◆ **Petunjuk Tugas**
Gandakan tanpa perubahan sedikit pun baris-baris yang dimulai dari baris yang memuat "After viewing the picture above, confirm whether any shadowed" dan berakhir pada baris yang memuat "214, 314, 344]]". Kedua baris batas itu juga ikut disalin.

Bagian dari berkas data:
□ □ □ □ □

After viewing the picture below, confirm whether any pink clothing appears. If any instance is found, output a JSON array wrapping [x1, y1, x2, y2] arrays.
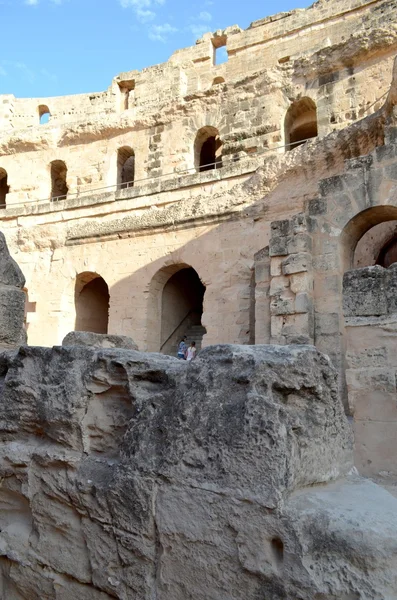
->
[[186, 346, 197, 360]]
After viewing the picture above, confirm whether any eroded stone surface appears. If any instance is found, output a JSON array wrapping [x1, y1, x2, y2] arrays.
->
[[0, 346, 397, 600], [62, 331, 138, 350]]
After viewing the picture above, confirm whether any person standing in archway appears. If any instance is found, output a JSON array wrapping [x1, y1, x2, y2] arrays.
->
[[186, 342, 197, 361], [177, 335, 187, 360]]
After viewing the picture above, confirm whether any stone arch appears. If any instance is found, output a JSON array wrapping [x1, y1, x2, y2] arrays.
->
[[74, 271, 110, 333], [117, 146, 135, 189], [38, 104, 51, 125], [341, 205, 397, 271], [51, 160, 69, 200], [147, 263, 206, 354], [0, 168, 10, 208], [284, 96, 318, 151], [194, 125, 222, 172]]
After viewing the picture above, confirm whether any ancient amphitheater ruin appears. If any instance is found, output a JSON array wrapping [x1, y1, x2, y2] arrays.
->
[[0, 0, 397, 600]]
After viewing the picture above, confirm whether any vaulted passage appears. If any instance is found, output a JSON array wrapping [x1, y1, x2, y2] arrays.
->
[[51, 160, 68, 200], [194, 127, 222, 171], [284, 98, 317, 150], [160, 267, 205, 355], [117, 146, 135, 189], [75, 273, 109, 333], [0, 169, 10, 208]]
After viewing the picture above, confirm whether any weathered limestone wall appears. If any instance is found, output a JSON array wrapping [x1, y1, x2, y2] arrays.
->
[[0, 346, 397, 600], [0, 0, 397, 205]]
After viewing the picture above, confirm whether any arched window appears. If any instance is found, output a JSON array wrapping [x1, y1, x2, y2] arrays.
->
[[194, 126, 222, 172], [51, 160, 68, 200], [39, 104, 51, 125], [0, 169, 10, 208], [117, 146, 135, 189], [75, 272, 109, 333], [284, 98, 317, 150]]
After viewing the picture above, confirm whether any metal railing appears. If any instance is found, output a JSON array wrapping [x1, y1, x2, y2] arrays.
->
[[2, 137, 316, 208]]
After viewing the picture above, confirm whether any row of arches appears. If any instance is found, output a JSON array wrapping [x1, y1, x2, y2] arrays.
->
[[0, 98, 318, 208], [75, 265, 205, 354]]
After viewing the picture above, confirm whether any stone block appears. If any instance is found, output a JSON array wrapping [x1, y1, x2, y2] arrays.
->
[[269, 236, 290, 256], [269, 276, 289, 296], [282, 252, 312, 275], [343, 266, 388, 317], [270, 256, 283, 277], [270, 296, 295, 315], [0, 285, 26, 348], [289, 272, 313, 294], [62, 331, 138, 350], [295, 292, 313, 313]]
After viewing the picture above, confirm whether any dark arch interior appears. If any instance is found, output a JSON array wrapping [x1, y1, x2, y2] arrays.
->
[[75, 276, 109, 333], [161, 267, 205, 354], [0, 169, 10, 208], [117, 147, 135, 188], [51, 160, 68, 200], [195, 127, 222, 172], [376, 235, 397, 269], [285, 98, 318, 150]]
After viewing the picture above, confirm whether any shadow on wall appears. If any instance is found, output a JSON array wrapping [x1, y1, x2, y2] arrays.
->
[[75, 272, 109, 333]]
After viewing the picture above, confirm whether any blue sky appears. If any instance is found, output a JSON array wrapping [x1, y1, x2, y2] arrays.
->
[[0, 0, 311, 97]]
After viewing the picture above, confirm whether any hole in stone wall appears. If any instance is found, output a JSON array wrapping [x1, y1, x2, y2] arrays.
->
[[119, 79, 135, 111], [0, 169, 10, 208], [212, 35, 228, 65], [194, 126, 222, 172], [39, 104, 51, 125], [284, 98, 318, 150], [51, 160, 69, 200], [271, 537, 284, 565], [117, 146, 135, 189], [75, 272, 110, 333]]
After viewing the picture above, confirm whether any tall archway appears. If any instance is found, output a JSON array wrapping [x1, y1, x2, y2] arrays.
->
[[284, 97, 318, 150], [75, 272, 110, 333], [117, 146, 135, 189], [147, 264, 205, 356], [194, 126, 222, 172], [0, 169, 10, 208], [51, 160, 69, 200]]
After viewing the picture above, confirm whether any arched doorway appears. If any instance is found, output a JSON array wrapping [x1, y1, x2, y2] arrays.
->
[[75, 272, 109, 333], [147, 264, 206, 356], [117, 146, 135, 189], [341, 205, 397, 483], [194, 126, 222, 172], [51, 160, 69, 200], [0, 169, 10, 208], [284, 98, 317, 150]]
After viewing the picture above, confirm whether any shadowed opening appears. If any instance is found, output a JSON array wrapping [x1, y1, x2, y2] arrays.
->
[[75, 272, 110, 333]]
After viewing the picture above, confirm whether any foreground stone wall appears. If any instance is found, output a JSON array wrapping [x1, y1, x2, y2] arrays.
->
[[0, 346, 397, 600]]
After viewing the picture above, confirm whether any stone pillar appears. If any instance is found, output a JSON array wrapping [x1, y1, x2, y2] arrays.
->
[[254, 246, 270, 344], [0, 233, 26, 349], [269, 214, 314, 344]]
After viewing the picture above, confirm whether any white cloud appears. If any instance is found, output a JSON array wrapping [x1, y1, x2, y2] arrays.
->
[[198, 10, 212, 22], [188, 10, 212, 39], [149, 23, 178, 42], [119, 0, 165, 23]]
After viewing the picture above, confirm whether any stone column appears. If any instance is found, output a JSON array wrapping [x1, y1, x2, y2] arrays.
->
[[269, 214, 314, 344], [0, 233, 26, 349]]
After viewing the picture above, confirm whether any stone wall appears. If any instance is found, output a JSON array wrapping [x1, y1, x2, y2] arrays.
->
[[0, 346, 397, 600]]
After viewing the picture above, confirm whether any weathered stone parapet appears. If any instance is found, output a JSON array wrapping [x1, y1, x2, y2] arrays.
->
[[343, 263, 397, 317], [0, 233, 26, 348], [0, 346, 397, 600]]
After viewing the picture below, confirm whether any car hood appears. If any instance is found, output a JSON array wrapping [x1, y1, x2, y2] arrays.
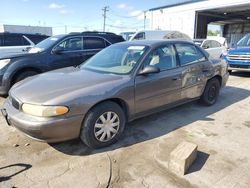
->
[[228, 46, 250, 54], [10, 67, 126, 104], [0, 52, 37, 59]]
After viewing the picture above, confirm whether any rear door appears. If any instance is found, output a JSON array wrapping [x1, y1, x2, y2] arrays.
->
[[49, 36, 83, 69], [175, 43, 212, 100], [81, 36, 110, 63], [135, 45, 182, 114]]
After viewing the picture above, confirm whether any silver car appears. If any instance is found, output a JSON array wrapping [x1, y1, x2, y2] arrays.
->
[[2, 40, 228, 148]]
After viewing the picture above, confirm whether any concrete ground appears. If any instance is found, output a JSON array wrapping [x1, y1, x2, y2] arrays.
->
[[0, 73, 250, 188]]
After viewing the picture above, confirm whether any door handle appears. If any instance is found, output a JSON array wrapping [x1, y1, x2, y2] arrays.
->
[[202, 69, 209, 72], [172, 77, 181, 81]]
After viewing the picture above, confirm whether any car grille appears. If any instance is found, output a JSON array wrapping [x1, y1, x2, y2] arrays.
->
[[9, 96, 21, 110], [228, 54, 250, 61]]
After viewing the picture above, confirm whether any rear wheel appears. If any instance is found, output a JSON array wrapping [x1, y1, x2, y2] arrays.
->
[[80, 102, 125, 148], [13, 70, 38, 84], [200, 78, 220, 106]]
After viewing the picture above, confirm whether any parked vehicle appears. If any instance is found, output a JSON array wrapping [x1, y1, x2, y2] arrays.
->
[[193, 39, 227, 58], [0, 33, 49, 58], [224, 33, 250, 72], [0, 32, 124, 95], [129, 30, 191, 41], [207, 36, 229, 49], [120, 32, 135, 41], [2, 40, 229, 148]]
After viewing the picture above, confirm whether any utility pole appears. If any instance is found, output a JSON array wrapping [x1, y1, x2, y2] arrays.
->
[[64, 25, 67, 34], [102, 6, 109, 32]]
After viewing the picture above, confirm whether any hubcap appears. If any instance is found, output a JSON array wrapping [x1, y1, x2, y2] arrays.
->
[[94, 111, 120, 142], [208, 85, 216, 101]]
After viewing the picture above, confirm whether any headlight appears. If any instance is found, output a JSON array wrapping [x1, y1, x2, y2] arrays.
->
[[0, 59, 10, 69], [22, 104, 69, 117]]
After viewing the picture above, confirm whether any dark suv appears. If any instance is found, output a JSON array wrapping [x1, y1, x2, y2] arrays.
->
[[0, 32, 124, 95]]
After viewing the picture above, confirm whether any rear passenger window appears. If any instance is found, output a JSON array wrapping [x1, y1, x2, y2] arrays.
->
[[4, 34, 25, 46], [145, 45, 177, 71], [212, 41, 221, 48], [175, 44, 206, 65], [83, 37, 106, 50], [134, 32, 145, 40], [56, 37, 82, 51]]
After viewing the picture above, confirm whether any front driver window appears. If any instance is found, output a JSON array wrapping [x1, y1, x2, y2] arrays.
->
[[56, 37, 83, 51], [145, 45, 177, 71]]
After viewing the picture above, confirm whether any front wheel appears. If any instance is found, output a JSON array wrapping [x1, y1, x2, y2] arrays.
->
[[200, 78, 220, 106], [80, 102, 126, 148]]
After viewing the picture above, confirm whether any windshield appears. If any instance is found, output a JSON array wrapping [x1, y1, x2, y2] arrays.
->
[[237, 34, 250, 46], [193, 40, 203, 46], [29, 36, 61, 53], [80, 45, 146, 74]]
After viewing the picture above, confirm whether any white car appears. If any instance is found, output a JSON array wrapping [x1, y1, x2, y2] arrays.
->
[[0, 32, 48, 58], [193, 39, 227, 58]]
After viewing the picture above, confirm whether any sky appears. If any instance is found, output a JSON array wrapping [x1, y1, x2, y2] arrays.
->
[[0, 0, 176, 35]]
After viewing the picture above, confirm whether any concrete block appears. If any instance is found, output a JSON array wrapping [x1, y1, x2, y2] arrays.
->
[[168, 142, 198, 175]]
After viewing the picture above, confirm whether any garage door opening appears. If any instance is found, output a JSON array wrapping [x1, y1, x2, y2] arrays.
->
[[194, 3, 250, 46]]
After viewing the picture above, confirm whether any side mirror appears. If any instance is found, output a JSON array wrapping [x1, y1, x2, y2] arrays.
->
[[139, 65, 160, 75], [22, 46, 32, 52], [52, 47, 64, 55]]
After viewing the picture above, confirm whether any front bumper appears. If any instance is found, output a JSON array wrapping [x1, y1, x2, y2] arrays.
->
[[2, 99, 83, 143], [0, 74, 9, 95]]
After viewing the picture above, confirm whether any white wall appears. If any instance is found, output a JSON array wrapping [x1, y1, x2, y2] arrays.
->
[[0, 25, 52, 36], [149, 0, 250, 38]]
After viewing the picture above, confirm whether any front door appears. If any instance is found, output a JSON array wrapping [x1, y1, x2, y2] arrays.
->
[[135, 45, 182, 114]]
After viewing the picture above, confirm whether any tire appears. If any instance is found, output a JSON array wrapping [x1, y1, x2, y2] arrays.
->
[[80, 102, 126, 148], [200, 78, 220, 106], [13, 70, 38, 84]]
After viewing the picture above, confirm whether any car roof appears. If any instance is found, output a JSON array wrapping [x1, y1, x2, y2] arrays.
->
[[193, 39, 205, 42], [117, 39, 194, 47]]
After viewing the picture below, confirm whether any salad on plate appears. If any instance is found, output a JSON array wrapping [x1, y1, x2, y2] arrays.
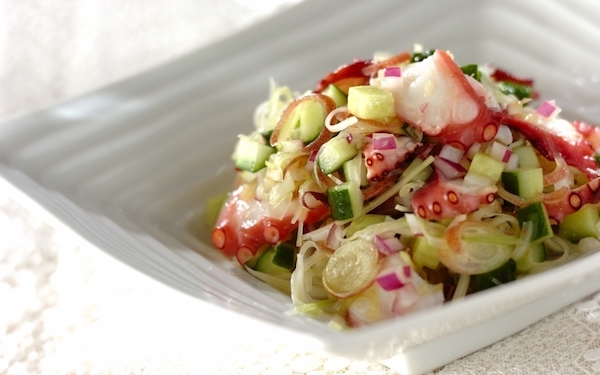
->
[[206, 46, 600, 328]]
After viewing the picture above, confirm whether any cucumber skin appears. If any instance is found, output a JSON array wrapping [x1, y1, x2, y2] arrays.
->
[[501, 168, 544, 198], [254, 247, 290, 275], [317, 138, 358, 174], [327, 182, 363, 220], [235, 137, 275, 173], [517, 201, 554, 246], [347, 86, 396, 120], [558, 205, 599, 243]]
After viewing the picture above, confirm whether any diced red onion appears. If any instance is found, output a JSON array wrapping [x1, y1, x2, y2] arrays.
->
[[494, 125, 513, 146], [489, 142, 512, 163], [373, 133, 398, 151], [375, 272, 404, 291], [433, 156, 467, 179], [535, 100, 559, 117], [373, 235, 404, 255], [465, 142, 481, 160], [439, 145, 465, 163], [383, 66, 402, 77]]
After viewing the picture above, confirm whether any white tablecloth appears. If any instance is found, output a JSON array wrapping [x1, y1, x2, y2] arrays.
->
[[0, 0, 600, 375]]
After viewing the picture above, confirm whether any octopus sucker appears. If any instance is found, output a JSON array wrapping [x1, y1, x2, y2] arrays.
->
[[446, 191, 458, 204], [569, 192, 581, 209], [212, 229, 226, 249]]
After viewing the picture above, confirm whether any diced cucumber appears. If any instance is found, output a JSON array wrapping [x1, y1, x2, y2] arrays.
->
[[513, 146, 541, 168], [317, 137, 358, 174], [412, 237, 440, 270], [502, 168, 544, 198], [342, 154, 369, 186], [233, 135, 275, 172], [517, 243, 546, 272], [465, 151, 505, 185], [471, 259, 517, 291], [346, 214, 385, 237], [348, 86, 396, 120], [460, 64, 481, 82], [558, 205, 599, 243], [327, 181, 364, 220], [517, 201, 553, 246], [277, 100, 326, 143], [254, 247, 291, 275], [321, 83, 348, 107], [273, 243, 296, 271]]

□ □ □ □ □

◆ **Hasil yang Benar**
After viewing the picture above, confirm whether any shadowed opening appears. If any instance is found, output a JSON array wrapping [x1, y1, x2, y2] arrays.
->
[[75, 272, 110, 333]]
After viewing the picture above, confirm whether any foreground stone wall appears. If any instance is found, output a JSON array wrapping [x1, y1, x2, y2] arrays.
->
[[0, 346, 397, 600]]
After viewing the picture above, confirm whether any stone pillar appears. If any instance is found, output a JSON array wrapping [x1, y1, x2, y2] arrays.
->
[[254, 246, 270, 344], [0, 233, 26, 349], [269, 214, 314, 344]]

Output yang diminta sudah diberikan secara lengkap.